WHAT TO PRODUCE: Extract each line of the records below without changing a word, and leave the pictures out.

DATA SUPPLIED:

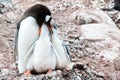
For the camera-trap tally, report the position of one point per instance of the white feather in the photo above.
(61, 50)
(47, 18)
(28, 33)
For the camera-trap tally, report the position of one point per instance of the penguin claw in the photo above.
(27, 73)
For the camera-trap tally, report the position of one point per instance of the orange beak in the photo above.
(50, 29)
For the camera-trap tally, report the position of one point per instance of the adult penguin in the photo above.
(28, 30)
(64, 60)
(42, 50)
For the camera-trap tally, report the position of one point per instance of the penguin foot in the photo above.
(49, 71)
(27, 73)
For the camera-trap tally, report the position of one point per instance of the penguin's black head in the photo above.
(39, 12)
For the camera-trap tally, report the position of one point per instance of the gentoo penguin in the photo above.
(28, 30)
(64, 56)
(43, 57)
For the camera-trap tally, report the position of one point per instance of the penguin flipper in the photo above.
(66, 51)
(57, 55)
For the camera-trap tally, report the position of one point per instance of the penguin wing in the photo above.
(57, 55)
(66, 50)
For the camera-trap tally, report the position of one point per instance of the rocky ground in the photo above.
(92, 36)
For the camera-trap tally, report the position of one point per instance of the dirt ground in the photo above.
(91, 68)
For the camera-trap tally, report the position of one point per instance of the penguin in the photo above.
(28, 31)
(116, 5)
(62, 51)
(43, 58)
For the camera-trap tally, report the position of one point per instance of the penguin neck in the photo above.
(45, 34)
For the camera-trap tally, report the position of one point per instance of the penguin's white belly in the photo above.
(28, 33)
(43, 57)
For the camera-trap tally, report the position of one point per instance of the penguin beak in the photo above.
(39, 31)
(49, 27)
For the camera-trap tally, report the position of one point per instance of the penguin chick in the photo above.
(43, 57)
(64, 56)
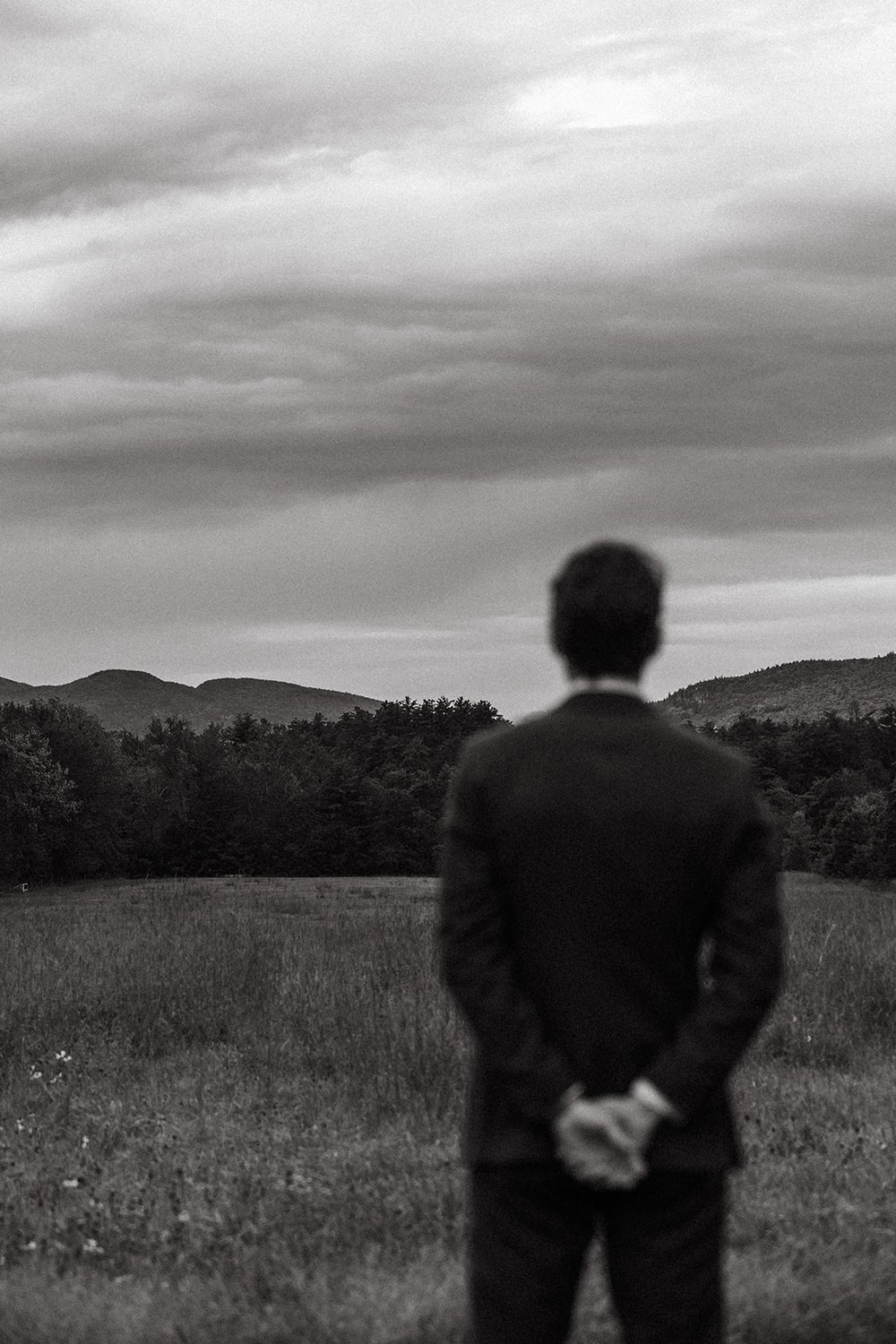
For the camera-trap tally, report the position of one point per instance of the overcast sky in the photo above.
(330, 330)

SOLUTION FOR THIS PROBLEM:
For the camera-trap tally, report the position of one point per instance of the white feather in the photo above.
(61, 50)
(47, 18)
(28, 33)
For the camera-trap tally, report the position of one point per instance of the penguin claw in the photo above.
(27, 73)
For the camera-trap tally, report the position of one point per instance of the orange beak in the photo above.
(50, 29)
For the camera-trap tally, report the position of one point per instance of the adult penguin in the photo above.
(28, 30)
(64, 60)
(42, 50)
For the camera-trap tally, report the position of one point per instance of the penguin foot in the photo above.
(49, 71)
(27, 73)
For the camera-trap tally, report the position of one point per instance of the penguin's black head in the photo above.
(39, 12)
For the camera-trap tally, report the position of one point per instance of the gentoo penguin in the photo above.
(28, 30)
(64, 56)
(43, 57)
For the camera-trap tally, report the position of one point per instance of the penguin flipper in the photo above.
(66, 51)
(57, 55)
For the camera-trap tally, report the position of one point per instance of the penguin wing in the photo above.
(57, 55)
(66, 50)
For the camera-trap tally, report the position of one point per instance of the rocky ground in the photo above.
(92, 36)
For the camera-trap tally, report the position of one point per instance of the dirt ground in the photo above.
(91, 68)
For the camera-trap tally, report the position of one point per instance of the penguin in the photo above.
(28, 31)
(116, 5)
(62, 51)
(43, 58)
For the camera-trap tally, report the position of one point per instance of the penguin neck in the photo above.
(45, 34)
For the camera-trap tally, report the position of one point per instance of the penguin's white belly in the photo above.
(28, 33)
(43, 57)
For the camera-trap tally, report the position of one point per instance of the penguin beak in the photo above.
(39, 31)
(49, 27)
For the camera-trap tally, report the position of one point per instance of the penguin chick in the photo above.
(43, 57)
(64, 56)
For the camera-trap tally, report the position of one point per instance of the overcast sky in the photo above.
(330, 330)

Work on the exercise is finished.